____ Texto para análise

Três meses depois, ela retirou R$ 11 mil de uma conta conjunta que mantém com o marido para comprar a casa própria, sem que ele soubesse. Infelizmente, ela perdeu o dinheiro e acabou fazendo um empréstimo de R$ 20 mil no banco para repor e, com a sobra, tentar arrecadar mais. Em outra ocasião, apostou R$ 50 mil que o casal tinha guardado para a casa, e perdeu tudo no mesmo dia. Sem conseguir mais empréstimos, ela se viu obrigada a parar de apostar no jogo do tigrinho e contar a verdade para o marido. Agora, além de endividada, Vitória está com o nome sujo.
“Por mais que as pessoas dissessem que eu estava viciada em jogo, eu falava que ‘não, eu consigo parar quando eu quero’. Só que eu estava viciada. É um vício pior que droga”, afirmou nas redes sociais.
Como o vício em jogos age no cérebro
O vício em jogos não se limita apenas aos aspectos financeiros. Ele provoca alterações no cérebro, especialmente no sistema de recompensa, onde a dopamina, neurotransmissor relacionado ao prazer, é liberada em excesso.
“Decisões arriscadas, que estão muito presentes em jogos do tipo, ativam áreas do cérebro como o córtex pré-frontal ventromedial, o córtex frontal orbital e a ínsula, relacionadas com o ‘sistema de recompensa do cérebro’, responsável por regular a sensação de prazer ligada a uma determinada ação”, explica o médico psiquiatra Dr. Flávio H. Nascimento.
“Quem tem vício em jogos de azar mostra mais atividade nessas regiões. Apostas são incentivadas pela liberação de dopamina, que traz uma sensação de prazer, quando os resultados são positivos. Essa busca pela sensação agradável contribui para o vício, com jogadores compulsivos sentindo euforia quando a dopamina é liberada no cérebro”, explica o médico.

________
____ Linhas de dados

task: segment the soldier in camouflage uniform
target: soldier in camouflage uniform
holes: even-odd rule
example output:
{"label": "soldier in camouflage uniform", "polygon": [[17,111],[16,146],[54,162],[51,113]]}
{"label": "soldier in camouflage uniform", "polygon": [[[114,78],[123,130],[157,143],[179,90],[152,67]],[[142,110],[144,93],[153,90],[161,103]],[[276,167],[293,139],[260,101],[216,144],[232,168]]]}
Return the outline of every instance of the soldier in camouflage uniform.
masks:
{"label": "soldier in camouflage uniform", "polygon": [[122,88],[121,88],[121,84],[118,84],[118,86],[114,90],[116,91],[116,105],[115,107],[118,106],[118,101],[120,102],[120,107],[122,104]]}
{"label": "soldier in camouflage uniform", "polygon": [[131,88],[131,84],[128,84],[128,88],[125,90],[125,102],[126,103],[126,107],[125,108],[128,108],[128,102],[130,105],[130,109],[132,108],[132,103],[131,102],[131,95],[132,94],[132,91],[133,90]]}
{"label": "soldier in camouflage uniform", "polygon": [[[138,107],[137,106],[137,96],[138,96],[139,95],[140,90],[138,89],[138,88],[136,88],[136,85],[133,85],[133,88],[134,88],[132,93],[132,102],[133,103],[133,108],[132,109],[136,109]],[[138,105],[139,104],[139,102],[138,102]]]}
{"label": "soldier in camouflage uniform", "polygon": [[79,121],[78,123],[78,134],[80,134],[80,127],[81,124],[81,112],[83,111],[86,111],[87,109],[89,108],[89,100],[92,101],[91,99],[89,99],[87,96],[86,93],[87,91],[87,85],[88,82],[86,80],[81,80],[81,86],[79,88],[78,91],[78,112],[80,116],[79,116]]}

________
____ Linhas de dados

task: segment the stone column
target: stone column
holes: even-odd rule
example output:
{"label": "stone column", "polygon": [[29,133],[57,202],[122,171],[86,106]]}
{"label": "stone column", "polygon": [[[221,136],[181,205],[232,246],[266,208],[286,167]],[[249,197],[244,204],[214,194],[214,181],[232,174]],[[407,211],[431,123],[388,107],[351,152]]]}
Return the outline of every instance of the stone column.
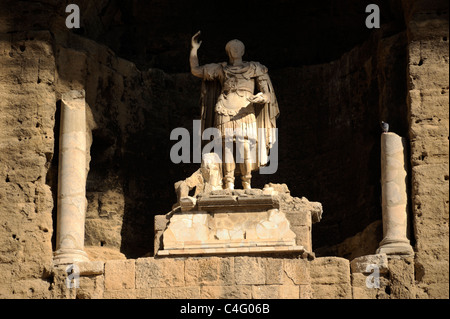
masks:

________
____ Linhas de dados

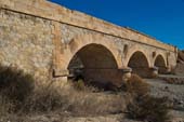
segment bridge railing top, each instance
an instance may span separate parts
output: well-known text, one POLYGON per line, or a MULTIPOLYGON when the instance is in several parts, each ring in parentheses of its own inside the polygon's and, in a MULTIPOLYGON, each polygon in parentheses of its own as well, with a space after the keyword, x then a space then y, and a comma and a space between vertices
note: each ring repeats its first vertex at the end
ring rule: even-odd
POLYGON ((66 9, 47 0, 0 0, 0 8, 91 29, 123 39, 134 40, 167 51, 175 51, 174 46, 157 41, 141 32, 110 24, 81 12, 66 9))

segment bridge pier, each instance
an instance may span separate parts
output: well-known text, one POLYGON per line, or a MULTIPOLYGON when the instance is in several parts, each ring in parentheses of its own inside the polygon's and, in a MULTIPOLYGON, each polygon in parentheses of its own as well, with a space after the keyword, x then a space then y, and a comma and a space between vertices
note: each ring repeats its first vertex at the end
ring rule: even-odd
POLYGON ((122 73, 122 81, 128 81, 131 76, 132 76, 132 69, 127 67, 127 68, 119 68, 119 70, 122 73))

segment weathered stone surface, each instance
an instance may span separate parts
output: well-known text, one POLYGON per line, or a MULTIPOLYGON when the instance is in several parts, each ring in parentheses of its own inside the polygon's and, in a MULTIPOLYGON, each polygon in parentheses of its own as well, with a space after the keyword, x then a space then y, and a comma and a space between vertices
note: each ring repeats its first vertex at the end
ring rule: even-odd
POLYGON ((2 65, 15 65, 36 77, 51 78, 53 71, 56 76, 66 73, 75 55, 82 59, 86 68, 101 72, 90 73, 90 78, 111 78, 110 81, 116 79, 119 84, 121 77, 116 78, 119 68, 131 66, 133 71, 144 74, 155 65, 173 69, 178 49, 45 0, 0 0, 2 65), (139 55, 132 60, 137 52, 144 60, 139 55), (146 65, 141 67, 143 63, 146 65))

________

▶ [Enunciado da tarefa]
Dê continuidade ao texto sobre o vício em jogos de azar a partir da última frase apresentada. As linhas de dados não têm nenhum papel nesta atividade.

▶ [Quadro de resposta]
Sintomas que indicam um problema
- Necessidade constante de apostar quantias cada vez maiores;
- Tentativas falhas de parar ou controlar as apostas;
- Preocupação excessiva com jogos de azar;
- Apostas como forma de aliviar emoções negativas;
- Mentiras para esconder o envolvimento com jogos;
- Perda de relacionamentos, oportunidades de trabalho ou estudo por causa do vício.
Tratamento para vício em jogos
O tratamento do vício em jogos é fundamental para a reabilitação do indivíduo e exige acompanhamento médico especializado. A psicoterapia é essencial para modificar pensamentos e hábitos relacionados ao vício, enquanto medicamentos podem ser utilizados para tratar comorbidades como ansiedade ou depressão.
Grupos de apoio e aconselhamento também são recursos valiosos no processo de recuperação, pois oferecem um espaço seguro para compartilhar experiências, identificar gatilhos e desenvolver mecanismos de controle.
Lembre-se: o vício em jogos não é uma vergonha, mas sim um problema de saúde que precisa ser tratado.